>>
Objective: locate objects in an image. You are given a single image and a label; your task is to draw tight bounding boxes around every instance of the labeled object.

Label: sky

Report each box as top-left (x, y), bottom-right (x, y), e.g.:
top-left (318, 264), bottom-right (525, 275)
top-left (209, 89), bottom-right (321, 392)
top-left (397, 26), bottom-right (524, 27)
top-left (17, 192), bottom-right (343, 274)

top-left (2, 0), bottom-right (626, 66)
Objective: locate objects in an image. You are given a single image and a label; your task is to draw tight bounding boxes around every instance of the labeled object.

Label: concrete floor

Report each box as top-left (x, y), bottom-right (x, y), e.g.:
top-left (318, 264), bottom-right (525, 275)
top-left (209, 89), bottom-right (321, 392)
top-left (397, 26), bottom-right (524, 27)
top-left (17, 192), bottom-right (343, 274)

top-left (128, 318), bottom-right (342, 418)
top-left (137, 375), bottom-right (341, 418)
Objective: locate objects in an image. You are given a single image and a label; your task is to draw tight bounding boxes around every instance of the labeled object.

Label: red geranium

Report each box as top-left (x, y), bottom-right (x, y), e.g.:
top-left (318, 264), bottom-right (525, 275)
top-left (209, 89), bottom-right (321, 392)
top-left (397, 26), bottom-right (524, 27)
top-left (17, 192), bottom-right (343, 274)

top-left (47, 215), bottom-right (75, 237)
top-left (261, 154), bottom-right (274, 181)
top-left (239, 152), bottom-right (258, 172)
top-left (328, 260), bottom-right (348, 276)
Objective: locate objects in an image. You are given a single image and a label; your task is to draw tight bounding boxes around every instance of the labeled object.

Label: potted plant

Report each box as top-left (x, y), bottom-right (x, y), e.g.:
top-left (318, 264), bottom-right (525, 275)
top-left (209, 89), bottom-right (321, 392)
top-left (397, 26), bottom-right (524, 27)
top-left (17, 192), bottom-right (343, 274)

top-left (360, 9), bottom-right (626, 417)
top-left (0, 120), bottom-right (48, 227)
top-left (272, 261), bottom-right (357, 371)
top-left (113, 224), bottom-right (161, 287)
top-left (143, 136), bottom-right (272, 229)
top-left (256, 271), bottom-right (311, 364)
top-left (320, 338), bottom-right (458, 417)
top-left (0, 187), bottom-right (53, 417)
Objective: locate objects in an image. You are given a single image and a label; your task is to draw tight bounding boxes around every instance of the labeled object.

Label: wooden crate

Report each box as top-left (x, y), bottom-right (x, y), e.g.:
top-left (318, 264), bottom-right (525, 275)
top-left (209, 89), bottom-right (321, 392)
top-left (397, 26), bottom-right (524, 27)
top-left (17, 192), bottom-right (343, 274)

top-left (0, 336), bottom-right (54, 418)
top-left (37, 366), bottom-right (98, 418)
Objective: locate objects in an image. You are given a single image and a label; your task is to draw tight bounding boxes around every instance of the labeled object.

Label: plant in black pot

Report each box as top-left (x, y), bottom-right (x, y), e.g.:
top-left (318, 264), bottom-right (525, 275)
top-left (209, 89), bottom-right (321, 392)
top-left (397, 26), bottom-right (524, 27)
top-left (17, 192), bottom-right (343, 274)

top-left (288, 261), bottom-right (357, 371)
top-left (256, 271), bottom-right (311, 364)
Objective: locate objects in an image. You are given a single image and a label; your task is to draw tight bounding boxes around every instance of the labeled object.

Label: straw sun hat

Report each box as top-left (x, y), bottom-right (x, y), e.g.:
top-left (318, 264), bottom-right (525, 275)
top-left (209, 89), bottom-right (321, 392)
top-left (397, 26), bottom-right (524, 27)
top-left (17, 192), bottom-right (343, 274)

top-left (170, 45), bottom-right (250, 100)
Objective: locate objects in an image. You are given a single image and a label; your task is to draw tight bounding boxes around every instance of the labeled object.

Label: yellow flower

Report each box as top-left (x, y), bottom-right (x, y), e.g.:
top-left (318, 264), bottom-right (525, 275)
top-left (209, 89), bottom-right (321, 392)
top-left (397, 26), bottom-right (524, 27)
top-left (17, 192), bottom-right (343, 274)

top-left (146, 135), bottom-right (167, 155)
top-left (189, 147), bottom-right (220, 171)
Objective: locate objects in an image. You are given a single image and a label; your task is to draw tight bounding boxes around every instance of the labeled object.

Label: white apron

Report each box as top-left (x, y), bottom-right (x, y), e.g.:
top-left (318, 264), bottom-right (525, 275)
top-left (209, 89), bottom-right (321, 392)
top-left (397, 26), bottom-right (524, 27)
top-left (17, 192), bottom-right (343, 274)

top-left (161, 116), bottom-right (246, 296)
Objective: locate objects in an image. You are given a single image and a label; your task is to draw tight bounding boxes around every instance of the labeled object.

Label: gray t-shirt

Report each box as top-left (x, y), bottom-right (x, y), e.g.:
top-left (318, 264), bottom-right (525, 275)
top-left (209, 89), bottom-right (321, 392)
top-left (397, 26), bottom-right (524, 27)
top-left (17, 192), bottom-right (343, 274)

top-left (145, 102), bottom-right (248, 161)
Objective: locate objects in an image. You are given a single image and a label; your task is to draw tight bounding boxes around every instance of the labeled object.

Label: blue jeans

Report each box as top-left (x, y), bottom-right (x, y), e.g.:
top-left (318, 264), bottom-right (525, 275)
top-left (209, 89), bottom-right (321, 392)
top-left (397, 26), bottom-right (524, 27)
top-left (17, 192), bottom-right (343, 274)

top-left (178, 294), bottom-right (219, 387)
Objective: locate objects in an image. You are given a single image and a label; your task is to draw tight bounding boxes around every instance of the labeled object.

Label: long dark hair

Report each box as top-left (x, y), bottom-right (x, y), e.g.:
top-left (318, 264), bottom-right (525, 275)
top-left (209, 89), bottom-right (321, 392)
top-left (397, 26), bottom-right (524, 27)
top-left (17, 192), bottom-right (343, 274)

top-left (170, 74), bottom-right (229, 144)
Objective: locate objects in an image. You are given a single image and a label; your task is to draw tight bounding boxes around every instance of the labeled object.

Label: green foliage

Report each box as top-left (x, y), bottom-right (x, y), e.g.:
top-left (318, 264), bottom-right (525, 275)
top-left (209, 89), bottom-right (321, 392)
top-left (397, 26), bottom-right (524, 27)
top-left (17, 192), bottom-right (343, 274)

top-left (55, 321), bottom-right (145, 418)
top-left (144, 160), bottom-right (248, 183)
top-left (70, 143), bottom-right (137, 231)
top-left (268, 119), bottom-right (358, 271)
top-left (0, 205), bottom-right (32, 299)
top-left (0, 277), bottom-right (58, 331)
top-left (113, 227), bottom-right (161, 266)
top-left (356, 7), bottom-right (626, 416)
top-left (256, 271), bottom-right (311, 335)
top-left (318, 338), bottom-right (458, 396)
<<
● Given instruction
Repeat the material above in full, quoting it exactly.

● Problem solution
Objective: locate objects in an image. You are given a single image and a label; your task is to draw tight bounding boxes around every instance of the labeled object.

Label: sky

Report each box as top-left (x, y), bottom-right (x, y), e.g.:
top-left (318, 264), bottom-right (525, 275)
top-left (209, 89), bottom-right (321, 392)
top-left (397, 26), bottom-right (524, 27)
top-left (17, 192), bottom-right (343, 274)

top-left (2, 0), bottom-right (626, 66)
Objective: locate objects in an image. You are given a single image and a label; your task is to draw tight bounding boxes around every instance of the labeled object.

Label: concrete floor

Report each box as top-left (x, y), bottom-right (x, y), e.g.:
top-left (318, 264), bottom-right (525, 275)
top-left (209, 89), bottom-right (321, 392)
top-left (397, 26), bottom-right (524, 27)
top-left (17, 192), bottom-right (343, 274)

top-left (128, 318), bottom-right (342, 418)
top-left (137, 375), bottom-right (341, 418)
Objective: locate objects in an image. You are given a single image and a label; your task is to draw tight bounding boxes around every instance of the labeled object.

Label: red geranium

Report each box as top-left (x, y), bottom-right (x, y), e.g.:
top-left (318, 264), bottom-right (525, 275)
top-left (209, 89), bottom-right (321, 392)
top-left (397, 26), bottom-right (524, 27)
top-left (17, 192), bottom-right (343, 274)

top-left (47, 215), bottom-right (75, 237)
top-left (261, 154), bottom-right (274, 181)
top-left (239, 152), bottom-right (258, 172)
top-left (328, 260), bottom-right (348, 276)
Objective: locate objects in an image. You are given a single image and a label; your task is to draw tight bounding boxes around every instance of the labeled object.

Label: potted plant

Report each box as top-left (x, y), bottom-right (x, y), e.g.:
top-left (318, 264), bottom-right (525, 275)
top-left (209, 89), bottom-right (321, 392)
top-left (397, 26), bottom-right (524, 27)
top-left (17, 192), bottom-right (343, 274)

top-left (360, 9), bottom-right (626, 417)
top-left (0, 120), bottom-right (48, 227)
top-left (272, 261), bottom-right (357, 371)
top-left (113, 224), bottom-right (161, 287)
top-left (143, 136), bottom-right (272, 229)
top-left (256, 271), bottom-right (311, 364)
top-left (320, 338), bottom-right (458, 417)
top-left (0, 187), bottom-right (53, 417)
Objective: locate objects in an image. You are given a single image and a label; your task is to draw tight bounding boxes around every instance of the labeled object.

Label: wooden crate

Report each box as top-left (x, y), bottom-right (x, y), e.g.:
top-left (318, 264), bottom-right (525, 275)
top-left (209, 89), bottom-right (321, 392)
top-left (397, 26), bottom-right (524, 27)
top-left (17, 192), bottom-right (343, 274)

top-left (0, 336), bottom-right (54, 418)
top-left (37, 366), bottom-right (98, 418)
Objective: locate objects in an image. You are given a single image and a label; your task is to draw tight bounding boxes around every instance of the labeled object.

Label: plant in black pot

Report each box as top-left (x, y), bottom-right (x, y), e.g.:
top-left (318, 264), bottom-right (525, 275)
top-left (209, 89), bottom-right (321, 392)
top-left (397, 26), bottom-right (524, 27)
top-left (17, 192), bottom-right (343, 274)

top-left (288, 261), bottom-right (357, 371)
top-left (256, 271), bottom-right (311, 364)
Objective: locate objects in an image. You are given a single image and a label; your task is to draw tight bounding boxes around every instance of the labeled object.

Label: straw sun hat

Report each box as top-left (x, y), bottom-right (x, y), e.g.:
top-left (318, 264), bottom-right (525, 275)
top-left (209, 89), bottom-right (321, 392)
top-left (397, 26), bottom-right (524, 27)
top-left (17, 192), bottom-right (343, 274)

top-left (170, 45), bottom-right (250, 100)
Objective: locate objects in an image. You are given a single image and a label; your task is to draw tight bounding boxes around every instance of the labeled object.

Label: yellow flower

Report each box as top-left (x, y), bottom-right (x, y), e.g.:
top-left (318, 264), bottom-right (525, 275)
top-left (209, 89), bottom-right (321, 392)
top-left (397, 26), bottom-right (524, 27)
top-left (17, 192), bottom-right (343, 274)

top-left (146, 135), bottom-right (167, 155)
top-left (189, 147), bottom-right (220, 171)
Objective: locate objects in an image. You are given a single image and a label; your task is to draw tight bounding boxes around every instance of the labeled object.

Label: white apron

Report each box as top-left (x, y), bottom-right (x, y), e.g.:
top-left (318, 264), bottom-right (525, 275)
top-left (209, 89), bottom-right (321, 392)
top-left (397, 26), bottom-right (524, 27)
top-left (17, 192), bottom-right (343, 274)

top-left (161, 116), bottom-right (246, 296)
Objective: locate objects in an image. You are given a single image and a label; your task is to draw tight bounding boxes around every instance of the labeled object.

Label: gray t-shirt

Report each box as top-left (x, y), bottom-right (x, y), e.g.:
top-left (318, 264), bottom-right (525, 275)
top-left (209, 89), bottom-right (321, 392)
top-left (397, 26), bottom-right (524, 27)
top-left (17, 192), bottom-right (343, 274)

top-left (145, 102), bottom-right (248, 161)
Objective: locate objects in an image. You are given a single image and a label; your task is to draw tight bounding boxes around every instance of the labeled object.

Label: blue jeans

Report each box as top-left (x, y), bottom-right (x, y), e.g.:
top-left (318, 264), bottom-right (525, 275)
top-left (209, 89), bottom-right (321, 392)
top-left (397, 26), bottom-right (524, 27)
top-left (17, 192), bottom-right (343, 274)

top-left (178, 294), bottom-right (219, 387)
Objective: locate objects in an image. You are given a single image and a label; your task is to draw tight bounding boxes around every instance of the labeled object.

Label: long dark hair

Report each box as top-left (x, y), bottom-right (x, y), e.g.:
top-left (318, 264), bottom-right (525, 275)
top-left (209, 89), bottom-right (321, 392)
top-left (397, 26), bottom-right (524, 27)
top-left (17, 192), bottom-right (343, 274)

top-left (170, 74), bottom-right (229, 144)
Objective: locate objects in an image. You are given a single image and a label; your task is to draw tight bounding boxes around every instance of the labeled object.

Label: green foliage

Report each box as top-left (x, y), bottom-right (x, y), e.g.:
top-left (318, 264), bottom-right (525, 275)
top-left (209, 89), bottom-right (321, 392)
top-left (397, 26), bottom-right (524, 27)
top-left (17, 192), bottom-right (343, 274)

top-left (55, 321), bottom-right (145, 418)
top-left (144, 160), bottom-right (248, 183)
top-left (70, 143), bottom-right (137, 231)
top-left (268, 119), bottom-right (358, 271)
top-left (0, 205), bottom-right (32, 299)
top-left (0, 277), bottom-right (58, 331)
top-left (113, 227), bottom-right (161, 266)
top-left (356, 7), bottom-right (626, 416)
top-left (256, 271), bottom-right (311, 335)
top-left (318, 338), bottom-right (458, 396)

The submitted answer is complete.